------ Listed records

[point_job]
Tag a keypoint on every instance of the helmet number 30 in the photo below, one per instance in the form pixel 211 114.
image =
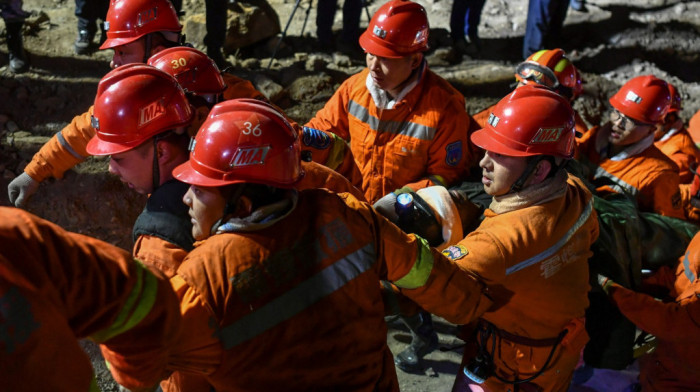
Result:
pixel 250 129
pixel 177 63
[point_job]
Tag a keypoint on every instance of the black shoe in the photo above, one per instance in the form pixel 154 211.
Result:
pixel 19 63
pixel 83 42
pixel 424 340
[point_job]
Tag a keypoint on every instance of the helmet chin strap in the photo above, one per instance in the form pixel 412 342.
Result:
pixel 229 209
pixel 529 169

------------

Give back the data exactly. Skip any images.

Solution to the problem:
[point_job]
Tag a keypoint on every instance of the helmet number 30 in the photo below, one per instance in the form pixel 211 114.
image =
Result:
pixel 250 129
pixel 177 63
[point_job]
Tag a keypoint on every instance of the black shoe in the photo above, one per instance in the form pixel 154 211.
Result:
pixel 19 63
pixel 83 42
pixel 424 340
[point_job]
Tag a keypoint on every instance of the helmet chin strap in the photo above, one per instance in the form pixel 412 342.
Result:
pixel 229 209
pixel 529 169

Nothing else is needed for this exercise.